▶ Passage provided
## START
# Guess Who's Allowed To Get A Puppy?



## <3 Sarah <3 (Nov 1, 2005)

soooo... my mam just told me that if i save up I CAN GET A CHI PUPPY! 
how exciting?  she also said that if we get a female (which we want) we can maybe breed it with one of the chi's from up the street (he has some very handsome stud dogs  lol)

anywaysssss.. i get £120 a month (£30 a week) for going to college, then i will be getting money for christmas & if i stick in at college.. a £100 bonus in january.. so hopefully i'll be able to afford one soon 

eeeeep. i'm so excited.  lol

xxxxxx


----------



## Alisha (Mar 11, 2005)

Woohoo Congrats Sarah  Before you know it you'll have 5 :lol:


----------



## <3 Sarah <3 (Nov 1, 2005)

Alisha said:


> Woohoo Congrats Sarah  Before you know it you'll have 5 :lol:


:lol: that's what i told my mam.. i was like "but mam, if we bred her, i'd end up wanting to keep all the puppies for my self!" :lol: lol


----------



## Katie (Apr 9, 2005)

That's great news!! Start selling stuff! :lol:


----------



## <3 Sarah <3 (Nov 1, 2005)

Katie said:


> That's great news!! Start selling stuff! :lol:


thanks 
:lol: yeah i was thinking of that :lol: i have lots of stuff i was going to put on ebay actually, & a VERRRRRY rare game for the nintendo wii, which should add quite abit to my savings! :lol: lol


----------



## <3 Sarah <3 (Nov 1, 2005)

As you can tell my my ticker.. i have £0 saved at the moment! :lol: lol
oh well. i start college on tuesday, so i'll start saving then


----------



## *Tiff* (Aug 7, 2007)

thats awesome!!! i cant wait to see her when you get her


----------



## Jen (Sep 13, 2005)

that's so exciting sarah 

what wii game is it?


----------



## <3 Sarah <3 (Nov 1, 2005)

Jen said:


> that's so exciting sarah
> 
> what wii game is it?


its mario party 8. but the uk version that was recalled, so now its a collector's item!  lol


----------



## Jen (Sep 13, 2005)

wow really. why the recall?


----------



## <3 Sarah <3 (Nov 1, 2005)

Jen said:


> wow really. why the recall?


It had offensive language in. i don't know why so many people want it because it has one word in the game :lol: lol.


----------



## Katie (Apr 9, 2005)

offensive language?? is it bad to ask what it said? lol that's surprising for a mario game!!


----------



## Jen (Sep 13, 2005)

:lol: offensive language really?? in a nintendo game :shock:


----------



## <3 Sarah <3 (Nov 1, 2005)

i don't really know if i'd be able to say it on chi-people :lol: lol
but i could try and give you a hint :lol:
it begins with "S" and it rhymes with "plastic" 
lol i don't know if it is as offensive in america as it is in england.
but still.. for a mario game... :shock: lol!


----------



## Jen (Sep 13, 2005)

shastic? :lol:


----------



## ~*Jessie*~ (Aug 8, 2007)

Yay! That's so exciting that you can get a puppy 

I'm trying to figure out what the word is in Mario... I can't figure it out! LOL.


----------



## <3 Sarah <3 (Nov 1, 2005)

Jen said:


> shastic? :lol:


close :lol:

replace the "h" with a "p".
it's really offensive here. i don't know if it is in the USA though!
lol


----------



## Jen (Sep 13, 2005)
## END
▶ Exercise description
Answer from the puppy thread:
1. How much does Sarah receive each month for going to college?
2. Which Wii game does Sarah say is rare?
3. On what day does Sarah start college?
Please rely on the puppy thread alone.

▶ Supplied data
## START
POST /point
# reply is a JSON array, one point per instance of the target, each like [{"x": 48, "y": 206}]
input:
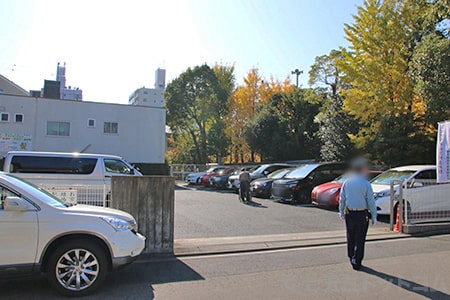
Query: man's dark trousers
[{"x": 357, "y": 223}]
## END
## START
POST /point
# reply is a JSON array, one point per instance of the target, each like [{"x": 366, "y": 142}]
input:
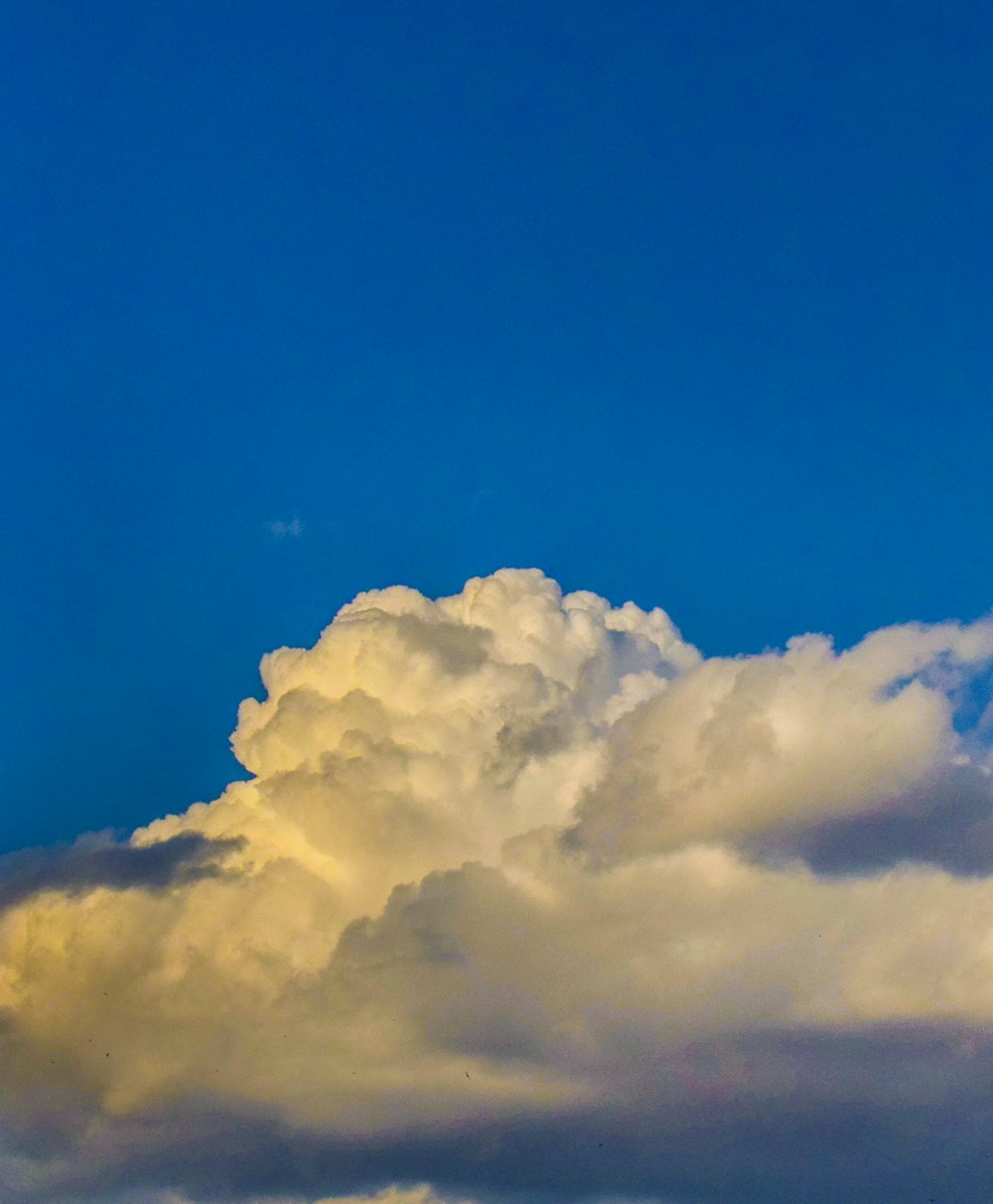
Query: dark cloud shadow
## END
▶ Expected answer
1. £120 a month (£30 a week).
2. Mario Party 8, the UK version that was recalled.
3. Tuesday.